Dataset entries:
>>>>
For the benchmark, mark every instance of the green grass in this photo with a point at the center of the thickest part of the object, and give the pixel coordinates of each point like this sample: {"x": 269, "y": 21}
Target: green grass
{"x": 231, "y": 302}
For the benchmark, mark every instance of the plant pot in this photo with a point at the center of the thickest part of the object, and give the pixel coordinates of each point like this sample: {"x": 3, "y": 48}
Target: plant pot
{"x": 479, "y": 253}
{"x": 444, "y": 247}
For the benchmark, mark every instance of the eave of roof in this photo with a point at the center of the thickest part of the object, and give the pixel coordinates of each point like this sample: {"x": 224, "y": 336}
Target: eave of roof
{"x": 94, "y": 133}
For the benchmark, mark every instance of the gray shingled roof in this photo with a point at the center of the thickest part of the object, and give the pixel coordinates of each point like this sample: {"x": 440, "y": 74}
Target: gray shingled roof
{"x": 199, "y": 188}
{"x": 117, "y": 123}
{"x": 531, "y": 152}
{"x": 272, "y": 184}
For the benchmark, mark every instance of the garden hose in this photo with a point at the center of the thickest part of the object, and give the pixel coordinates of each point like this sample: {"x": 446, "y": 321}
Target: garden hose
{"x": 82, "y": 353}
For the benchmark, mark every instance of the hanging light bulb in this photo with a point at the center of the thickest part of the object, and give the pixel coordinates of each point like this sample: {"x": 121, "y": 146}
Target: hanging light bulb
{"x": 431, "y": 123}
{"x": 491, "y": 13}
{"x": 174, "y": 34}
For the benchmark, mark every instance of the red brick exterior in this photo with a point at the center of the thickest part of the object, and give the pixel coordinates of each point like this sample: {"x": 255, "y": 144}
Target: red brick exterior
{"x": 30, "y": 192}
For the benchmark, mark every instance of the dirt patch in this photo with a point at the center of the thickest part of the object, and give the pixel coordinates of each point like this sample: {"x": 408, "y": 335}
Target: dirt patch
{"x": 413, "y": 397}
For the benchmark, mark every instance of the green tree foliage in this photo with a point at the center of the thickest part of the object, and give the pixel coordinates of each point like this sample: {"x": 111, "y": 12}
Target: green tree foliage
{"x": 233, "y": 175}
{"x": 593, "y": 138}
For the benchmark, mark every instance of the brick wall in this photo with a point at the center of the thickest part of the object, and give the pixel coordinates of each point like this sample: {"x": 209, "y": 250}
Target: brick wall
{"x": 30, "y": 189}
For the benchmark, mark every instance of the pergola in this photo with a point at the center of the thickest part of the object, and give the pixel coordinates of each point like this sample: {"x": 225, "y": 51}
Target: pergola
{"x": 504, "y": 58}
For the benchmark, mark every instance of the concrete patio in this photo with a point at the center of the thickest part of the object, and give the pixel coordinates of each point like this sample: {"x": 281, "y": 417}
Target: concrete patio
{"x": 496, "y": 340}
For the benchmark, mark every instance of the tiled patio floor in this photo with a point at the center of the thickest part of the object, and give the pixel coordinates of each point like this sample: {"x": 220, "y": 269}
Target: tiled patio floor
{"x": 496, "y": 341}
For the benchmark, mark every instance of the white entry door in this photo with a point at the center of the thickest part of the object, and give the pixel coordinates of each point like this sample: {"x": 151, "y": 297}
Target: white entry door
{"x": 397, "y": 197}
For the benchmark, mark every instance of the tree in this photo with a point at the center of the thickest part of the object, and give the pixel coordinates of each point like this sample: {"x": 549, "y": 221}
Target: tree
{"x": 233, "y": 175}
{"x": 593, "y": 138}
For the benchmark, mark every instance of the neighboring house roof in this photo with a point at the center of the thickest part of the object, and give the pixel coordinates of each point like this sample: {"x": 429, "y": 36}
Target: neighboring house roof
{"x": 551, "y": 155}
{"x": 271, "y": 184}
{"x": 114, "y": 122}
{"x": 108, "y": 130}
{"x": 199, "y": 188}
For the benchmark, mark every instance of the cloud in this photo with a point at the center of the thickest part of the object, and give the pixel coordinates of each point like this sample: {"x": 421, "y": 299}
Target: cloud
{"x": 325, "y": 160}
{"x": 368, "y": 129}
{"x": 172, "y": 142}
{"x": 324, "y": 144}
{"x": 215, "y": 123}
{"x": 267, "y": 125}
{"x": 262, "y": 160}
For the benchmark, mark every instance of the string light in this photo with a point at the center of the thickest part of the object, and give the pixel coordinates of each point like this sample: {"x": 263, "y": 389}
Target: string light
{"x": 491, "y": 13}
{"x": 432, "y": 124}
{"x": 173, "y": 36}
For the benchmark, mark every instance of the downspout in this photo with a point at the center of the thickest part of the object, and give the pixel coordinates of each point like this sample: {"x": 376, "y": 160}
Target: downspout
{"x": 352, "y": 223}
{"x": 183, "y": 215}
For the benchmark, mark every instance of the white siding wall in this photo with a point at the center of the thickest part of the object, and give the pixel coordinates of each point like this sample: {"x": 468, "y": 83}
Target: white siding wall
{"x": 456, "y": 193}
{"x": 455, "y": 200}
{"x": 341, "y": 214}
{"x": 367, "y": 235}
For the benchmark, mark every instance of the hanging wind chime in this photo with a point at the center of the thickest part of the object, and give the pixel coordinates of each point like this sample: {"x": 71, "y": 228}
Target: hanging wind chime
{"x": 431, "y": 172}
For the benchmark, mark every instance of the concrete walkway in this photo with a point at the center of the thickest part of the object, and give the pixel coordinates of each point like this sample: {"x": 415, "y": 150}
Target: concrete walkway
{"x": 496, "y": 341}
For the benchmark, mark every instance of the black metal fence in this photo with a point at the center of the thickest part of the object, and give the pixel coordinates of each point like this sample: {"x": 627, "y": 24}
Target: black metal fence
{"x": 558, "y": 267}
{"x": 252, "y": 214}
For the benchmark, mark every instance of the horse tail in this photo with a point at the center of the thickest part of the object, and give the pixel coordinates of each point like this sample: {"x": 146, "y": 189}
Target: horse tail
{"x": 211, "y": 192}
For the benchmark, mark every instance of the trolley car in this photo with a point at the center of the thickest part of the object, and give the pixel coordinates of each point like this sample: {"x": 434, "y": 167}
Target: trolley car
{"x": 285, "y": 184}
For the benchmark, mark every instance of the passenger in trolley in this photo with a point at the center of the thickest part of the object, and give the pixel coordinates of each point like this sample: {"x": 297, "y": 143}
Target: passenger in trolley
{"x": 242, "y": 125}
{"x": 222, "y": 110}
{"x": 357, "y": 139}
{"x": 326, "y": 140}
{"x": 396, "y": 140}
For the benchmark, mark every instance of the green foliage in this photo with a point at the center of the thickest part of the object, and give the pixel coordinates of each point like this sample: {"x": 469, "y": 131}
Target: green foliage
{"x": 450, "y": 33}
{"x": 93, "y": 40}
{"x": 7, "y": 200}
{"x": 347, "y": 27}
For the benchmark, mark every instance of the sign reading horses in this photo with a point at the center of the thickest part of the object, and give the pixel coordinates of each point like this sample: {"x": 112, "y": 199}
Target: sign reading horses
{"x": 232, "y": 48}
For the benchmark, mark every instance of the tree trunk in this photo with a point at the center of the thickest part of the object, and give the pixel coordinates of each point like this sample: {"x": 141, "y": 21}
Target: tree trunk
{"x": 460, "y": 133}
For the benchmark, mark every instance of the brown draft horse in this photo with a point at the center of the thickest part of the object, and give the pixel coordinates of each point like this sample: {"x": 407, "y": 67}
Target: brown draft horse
<<<<
■ **Problem**:
Return the listing above word for word.

■ **Written reply**:
For the benchmark, mark every instance of the green grass in this photo with a point at the center of the thickest part of the object, and give the pixel coordinates of each point like this sample: {"x": 269, "y": 21}
Target: green grass
{"x": 231, "y": 302}
For the benchmark, mark every instance of the plant pot in this photo with a point at the center of the thickest part of the object, and give the pixel coordinates of each point like this sample: {"x": 3, "y": 48}
Target: plant pot
{"x": 479, "y": 253}
{"x": 444, "y": 247}
For the benchmark, mark every instance of the eave of roof in this photo with a point at the center of the thickest part of the object, and give the pixel coordinates of each point like this sample: {"x": 224, "y": 336}
Target: eave of roof
{"x": 94, "y": 133}
For the benchmark, mark every instance of the gray shingled roof in this photo with a point at the center of the thickest part of the object, and give the pixel coordinates of each point like this sample: {"x": 440, "y": 74}
Target: gray shingled roof
{"x": 199, "y": 188}
{"x": 117, "y": 123}
{"x": 531, "y": 152}
{"x": 272, "y": 184}
For the benchmark, mark every instance of the garden hose in this photo with a point at the center of the thickest part of the object, and give the pixel coordinates of each point like this sample: {"x": 446, "y": 321}
Target: garden hose
{"x": 82, "y": 353}
For the benchmark, mark every instance of the hanging light bulb in this photo with a point at the center of the thickest part of the object, and give the pixel coordinates of each point like this sample: {"x": 121, "y": 146}
Target: hanging light bulb
{"x": 431, "y": 123}
{"x": 491, "y": 13}
{"x": 174, "y": 34}
For the benchmark, mark every instance of the red brick exterior in this photo with a point at the center of the thickest part of the object, and give the pixel coordinates of each point like this sample: {"x": 255, "y": 144}
Target: red brick exterior
{"x": 30, "y": 192}
For the benchmark, mark every instance of the dirt patch in this photo with a point at the center of the thickest part of the object, and give the pixel coordinates of each point like this sample: {"x": 408, "y": 335}
Target: dirt patch
{"x": 413, "y": 397}
For the benchmark, mark every instance of the green tree foliage in this photo with a point at the center of the thickest part of the object, and give the pixel coordinates of each point like this sample: {"x": 111, "y": 12}
Target: green tree foliage
{"x": 233, "y": 175}
{"x": 593, "y": 138}
For the benchmark, mark every instance of the brick wall in this photo with a point at the center of the thickest part of the object, and give the pixel coordinates of each point like this sample: {"x": 209, "y": 250}
Target: brick wall
{"x": 30, "y": 189}
For the benchmark, mark every instance of the pergola in this photo with a point at the center of the thickest part of the object, and give the pixel coordinates of each point like this sample: {"x": 225, "y": 51}
Target: pergola
{"x": 504, "y": 58}
For the benchmark, mark every instance of the concrete patio in this photo with a point at the center of the thickest part of the object, and give the pixel coordinates of each point like this sample: {"x": 281, "y": 417}
Target: concrete patio
{"x": 496, "y": 340}
For the benchmark, mark every instance of the tiled patio floor in this photo with a point at the center of the thickest part of the object, and give the pixel coordinates of each point like this sample: {"x": 220, "y": 269}
Target: tiled patio floor
{"x": 496, "y": 341}
For the benchmark, mark every instance of the white entry door in this photo with a point at the center of the thickest part of the object, and give the pixel coordinates of each point like this sample: {"x": 151, "y": 297}
Target: white entry door
{"x": 397, "y": 197}
For the benchmark, mark every instance of the tree in this photo with a point at the center of the thickest part of the object, and give the pixel coordinates of each point like this sample: {"x": 549, "y": 221}
Target: tree
{"x": 233, "y": 175}
{"x": 593, "y": 138}
For the benchmark, mark every instance of the neighboring house roof in this photo with a point at the center of the thickest part of the object, and give the pixel coordinates of each point like this sample: {"x": 429, "y": 36}
Target: neighboring house roof
{"x": 551, "y": 155}
{"x": 271, "y": 184}
{"x": 114, "y": 122}
{"x": 108, "y": 130}
{"x": 199, "y": 188}
For the benchmark, mark every instance of the cloud in this photo with a point at the center of the thickest part of the object, and give the pixel coordinates of each point like this sample: {"x": 421, "y": 299}
Target: cloud
{"x": 325, "y": 160}
{"x": 368, "y": 129}
{"x": 172, "y": 142}
{"x": 324, "y": 144}
{"x": 215, "y": 123}
{"x": 267, "y": 125}
{"x": 262, "y": 160}
For the benchmark, mark every instance of the string light in this photo with a point at the center of the thickest part of the object, and give the pixel coordinates of each point like this sample: {"x": 263, "y": 389}
Target: string light
{"x": 491, "y": 13}
{"x": 432, "y": 124}
{"x": 173, "y": 36}
For the benchmark, mark every instance of the downspout in this photo with a point at the center of the thickest part of the object, and give the pixel coordinates of each point like this sample: {"x": 376, "y": 160}
Target: downspout
{"x": 352, "y": 223}
{"x": 183, "y": 215}
For the benchmark, mark every instance of the white siding wall in this photo with a point at the center of the thickest part of the object, and give the pixel coordinates of each point like this sample: {"x": 468, "y": 83}
Target: white siding wall
{"x": 456, "y": 193}
{"x": 455, "y": 200}
{"x": 341, "y": 214}
{"x": 367, "y": 235}
For the benchmark, mark every instance of the hanging wind chime in this photo with a point at the center of the thickest part of the object, and give the pixel coordinates of each point like this sample: {"x": 71, "y": 228}
Target: hanging wind chime
{"x": 431, "y": 172}
For the benchmark, mark every instance of the concrete walkway in this photo with a point at the center of the thickest part of the object, and give the pixel coordinates of each point like this sample: {"x": 415, "y": 150}
Target: concrete walkway
{"x": 496, "y": 341}
For the benchmark, mark every instance of the black metal fence in this photo with a point at the center of the thickest part of the object, and give the pixel coordinates of each point like this sample: {"x": 627, "y": 24}
Target: black metal fence
{"x": 558, "y": 267}
{"x": 252, "y": 214}
For the benchmark, mark every instance of the horse tail in this photo with a point at the center of the thickest part of the object, and give the pixel coordinates of each point like this sample: {"x": 146, "y": 189}
Target: horse tail
{"x": 211, "y": 192}
For the benchmark, mark every instance of the trolley car in this photo with a point at the center of the thickest part of the object, and give the pixel coordinates of each point like this sample: {"x": 434, "y": 167}
Target: trolley car
{"x": 285, "y": 184}
For the benchmark, mark every instance of the passenger in trolley in this photo with a point at the center of the thickest part of the object, and give the pixel coordinates of each point like this sample: {"x": 297, "y": 143}
Target: passenger in trolley
{"x": 242, "y": 125}
{"x": 222, "y": 110}
{"x": 357, "y": 139}
{"x": 326, "y": 140}
{"x": 396, "y": 140}
For the benchmark, mark every instance of the green foliage in this photo with a point at the center of the thickest part of the object, and give the pixel coordinates of each point like this sample: {"x": 469, "y": 131}
Target: green foliage
{"x": 450, "y": 33}
{"x": 93, "y": 40}
{"x": 7, "y": 200}
{"x": 347, "y": 27}
For the benchmark, mark every instance of the sign reading horses in this photo with a point at the center of the thickest part of the object, and give the pixel coordinates of each point like this sample: {"x": 112, "y": 199}
Target: sign reading horses
{"x": 232, "y": 48}
For the benchmark, mark every instance of the tree trunk in this photo with a point at the center of the thickest part of the object, and give the pixel coordinates of each point like this sample: {"x": 141, "y": 21}
Target: tree trunk
{"x": 460, "y": 133}
For the benchmark, mark every instance of the brown draft horse in this photo with a point at the center of the thickest part of the object, and give the pixel coordinates of each point like this sample: {"x": 407, "y": 67}
Target: brown draft horse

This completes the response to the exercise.